## WRITTEN EXERCISE 1
Identify every line in the records that contains the word "window" and copy each of those lines in full.

## GIVEN PASSAGE
▼▼▼

Excerpted from Professional Search Engine Optimization with ASP.NET: A Developer's Guide to SEO

URL Rewriting Using ISAPI_Rewrite

by Cristian Darie and Jaimie Sirovich

Click me!” If the ideal URL could speak, its speech would resemble the communication of an experienced salesman. It would grab your attention with relevant keywords and a call to action; and it would persuasively argue that one should choose it instead of the other one. Other URLs on the page would pale in comparison.

URLs are more visible than many realize, and a contributing factor in CTR. They are often cited directly in copy, and they occupy approximately 20% of the real estate in a given search engine result page. Apart from “looking enticing” to humans, URLs must be friendly to search engines. URLs function as the “addresses” of all content in a web site. If confused by them, a search engine spider may not reach some of your content in the first place. This would clearly reduce search engine friendliness.

So let’s enumerate all of the benefits of placing keywords in URLs:

           1.        Doing so has a small beneficial effect on search engine ranking in and of itself.

           2.        The URL is roughly 20% of the real estate you get in a SERP result. It functions as a call to action and increases perceived relevance.

           3.        The URL appears in the status bar of a browser when the mouse hovers over anchor text that references it. Again—it functions as a call to action and increases perceived relevance.

           4.        Keyword-based URLs tend to be easier to remember than ?ProductID=5&CategoryID=2.

           5.        Query keywords, including those in the URL, are highlighted in search result pages.

▲▲▲

## WRITTEN EXERCISE 2
From the passage on keywords in URLs, reproduce everything from "URL Rewriting Using" down to "search engine friendliness.".

## GIVEN DATA
▼▼▼

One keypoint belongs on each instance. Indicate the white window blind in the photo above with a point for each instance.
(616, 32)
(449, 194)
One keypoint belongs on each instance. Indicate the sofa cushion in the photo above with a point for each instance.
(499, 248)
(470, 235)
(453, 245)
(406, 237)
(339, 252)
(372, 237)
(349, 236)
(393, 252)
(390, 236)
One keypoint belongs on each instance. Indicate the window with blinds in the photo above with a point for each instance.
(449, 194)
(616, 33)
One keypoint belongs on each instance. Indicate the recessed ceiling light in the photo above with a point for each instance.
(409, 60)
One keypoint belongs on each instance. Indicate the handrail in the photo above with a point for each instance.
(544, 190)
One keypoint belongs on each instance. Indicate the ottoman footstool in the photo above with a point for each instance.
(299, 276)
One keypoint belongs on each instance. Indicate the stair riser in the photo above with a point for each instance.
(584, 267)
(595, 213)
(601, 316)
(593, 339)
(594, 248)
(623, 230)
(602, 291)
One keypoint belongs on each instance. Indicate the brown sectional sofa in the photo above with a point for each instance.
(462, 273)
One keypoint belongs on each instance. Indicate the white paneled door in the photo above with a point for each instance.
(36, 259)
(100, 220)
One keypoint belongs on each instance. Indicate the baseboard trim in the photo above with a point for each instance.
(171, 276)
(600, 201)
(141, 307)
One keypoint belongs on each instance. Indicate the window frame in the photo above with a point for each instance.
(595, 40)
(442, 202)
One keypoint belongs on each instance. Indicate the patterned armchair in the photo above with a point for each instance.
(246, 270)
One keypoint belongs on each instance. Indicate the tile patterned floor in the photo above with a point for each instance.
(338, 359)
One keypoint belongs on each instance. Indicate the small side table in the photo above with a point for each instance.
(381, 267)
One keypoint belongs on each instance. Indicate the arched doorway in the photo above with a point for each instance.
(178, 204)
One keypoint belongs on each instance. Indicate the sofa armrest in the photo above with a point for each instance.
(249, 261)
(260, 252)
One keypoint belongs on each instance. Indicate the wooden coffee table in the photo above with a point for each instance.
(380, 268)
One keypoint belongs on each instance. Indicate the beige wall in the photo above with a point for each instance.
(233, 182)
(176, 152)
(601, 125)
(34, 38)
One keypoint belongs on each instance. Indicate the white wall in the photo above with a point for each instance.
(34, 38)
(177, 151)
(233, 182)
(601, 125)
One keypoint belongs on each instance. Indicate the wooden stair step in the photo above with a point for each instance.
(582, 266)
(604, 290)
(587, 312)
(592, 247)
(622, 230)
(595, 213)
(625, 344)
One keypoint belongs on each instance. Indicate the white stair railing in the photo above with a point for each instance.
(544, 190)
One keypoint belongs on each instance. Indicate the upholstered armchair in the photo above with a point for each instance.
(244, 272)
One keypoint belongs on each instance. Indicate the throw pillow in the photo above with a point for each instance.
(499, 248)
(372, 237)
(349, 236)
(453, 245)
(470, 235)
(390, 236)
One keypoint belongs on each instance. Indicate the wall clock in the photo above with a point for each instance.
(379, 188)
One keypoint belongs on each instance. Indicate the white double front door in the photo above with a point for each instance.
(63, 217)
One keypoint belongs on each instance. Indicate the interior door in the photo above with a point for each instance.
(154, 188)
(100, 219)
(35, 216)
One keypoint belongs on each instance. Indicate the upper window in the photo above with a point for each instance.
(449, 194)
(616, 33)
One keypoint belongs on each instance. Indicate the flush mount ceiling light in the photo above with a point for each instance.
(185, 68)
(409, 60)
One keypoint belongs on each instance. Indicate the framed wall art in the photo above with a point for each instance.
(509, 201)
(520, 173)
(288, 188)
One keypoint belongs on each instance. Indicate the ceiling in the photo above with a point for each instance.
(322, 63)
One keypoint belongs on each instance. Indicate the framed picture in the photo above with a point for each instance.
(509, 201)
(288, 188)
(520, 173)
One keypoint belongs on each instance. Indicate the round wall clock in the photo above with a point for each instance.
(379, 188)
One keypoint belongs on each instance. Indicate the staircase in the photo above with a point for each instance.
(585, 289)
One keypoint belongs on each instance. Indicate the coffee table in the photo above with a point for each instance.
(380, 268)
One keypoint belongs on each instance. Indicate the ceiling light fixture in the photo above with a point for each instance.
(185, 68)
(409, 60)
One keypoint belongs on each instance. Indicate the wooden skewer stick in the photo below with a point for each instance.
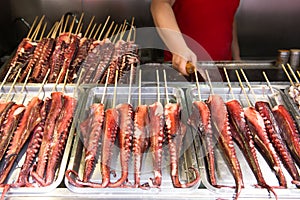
(134, 33)
(61, 24)
(109, 29)
(157, 79)
(271, 88)
(72, 25)
(209, 81)
(26, 79)
(32, 26)
(140, 88)
(43, 31)
(43, 83)
(53, 36)
(65, 81)
(123, 32)
(37, 29)
(13, 85)
(248, 84)
(243, 89)
(197, 84)
(130, 83)
(95, 35)
(287, 74)
(89, 26)
(105, 86)
(66, 24)
(116, 36)
(293, 73)
(52, 29)
(166, 86)
(112, 34)
(115, 89)
(229, 84)
(79, 24)
(104, 26)
(129, 34)
(90, 35)
(5, 78)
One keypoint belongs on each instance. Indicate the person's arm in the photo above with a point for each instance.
(170, 33)
(235, 49)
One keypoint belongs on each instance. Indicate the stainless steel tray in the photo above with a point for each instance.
(149, 96)
(223, 175)
(30, 91)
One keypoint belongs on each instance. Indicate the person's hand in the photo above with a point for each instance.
(179, 61)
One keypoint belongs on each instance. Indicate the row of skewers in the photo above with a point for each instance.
(68, 53)
(138, 132)
(37, 132)
(259, 126)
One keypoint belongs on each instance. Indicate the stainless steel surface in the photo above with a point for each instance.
(149, 96)
(30, 91)
(263, 26)
(223, 175)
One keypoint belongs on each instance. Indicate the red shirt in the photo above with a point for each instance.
(208, 23)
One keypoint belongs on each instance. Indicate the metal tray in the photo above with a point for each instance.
(149, 96)
(30, 91)
(223, 174)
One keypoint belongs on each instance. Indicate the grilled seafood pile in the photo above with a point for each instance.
(67, 54)
(135, 132)
(44, 125)
(270, 130)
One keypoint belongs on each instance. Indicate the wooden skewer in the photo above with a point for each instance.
(61, 24)
(66, 23)
(271, 88)
(72, 25)
(198, 86)
(31, 28)
(112, 34)
(43, 31)
(79, 24)
(43, 83)
(123, 32)
(105, 86)
(92, 30)
(53, 36)
(166, 86)
(95, 35)
(298, 73)
(209, 81)
(65, 81)
(140, 88)
(13, 85)
(78, 82)
(228, 81)
(88, 28)
(134, 34)
(52, 29)
(37, 29)
(26, 79)
(5, 78)
(129, 34)
(248, 84)
(115, 89)
(130, 83)
(157, 79)
(243, 89)
(287, 74)
(117, 33)
(293, 74)
(104, 26)
(108, 31)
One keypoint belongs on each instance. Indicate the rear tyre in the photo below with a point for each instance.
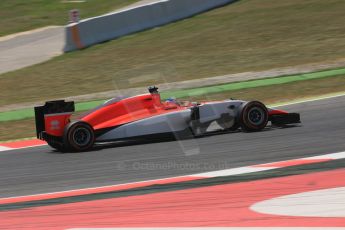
(253, 116)
(79, 136)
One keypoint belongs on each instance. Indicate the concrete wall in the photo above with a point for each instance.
(110, 26)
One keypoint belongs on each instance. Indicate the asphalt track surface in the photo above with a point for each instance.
(41, 170)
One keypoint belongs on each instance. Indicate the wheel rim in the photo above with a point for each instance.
(256, 116)
(81, 136)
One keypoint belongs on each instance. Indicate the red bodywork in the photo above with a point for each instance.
(114, 114)
(55, 123)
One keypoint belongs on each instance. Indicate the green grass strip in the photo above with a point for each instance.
(82, 106)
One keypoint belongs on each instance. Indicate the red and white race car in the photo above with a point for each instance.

▲▲▲

## COMPLETE OUTPUT 1
One keypoint belongs on each instance. Indicate the white window blind in the photo above with a point for each instance.
One keypoint belongs on each instance. Indicate the window with blinds in the photo above with a point for each instance.
One keypoint belongs on each instance. Indicate the window frame in the photo above with a point for each instance.
One keypoint belongs on each instance. Indicate the upper window in the photo above with a point for each instance.

## COMPLETE OUTPUT 2
URL Rewriting Using ISAPI_Rewrite

by Cristian Darie and Jaimie Sirovich

Click me!” If the ideal URL could speak, its speech would resemble the communication of an experienced salesman. It would grab your attention with relevant keywords and a call to action; and it would persuasively argue that one should choose it instead of the other one. Other URLs on the page would pale in comparison.

URLs are more visible than many realize, and a contributing factor in CTR. They are often cited directly in copy, and they occupy approximately 20% of the real estate in a given search engine result page. Apart from “looking enticing” to humans, URLs must be friendly to search engines. URLs function as the “addresses” of all content in a web site. If confused by them, a search engine spider may not reach some of your content in the first place. This would clearly reduce search engine friendliness.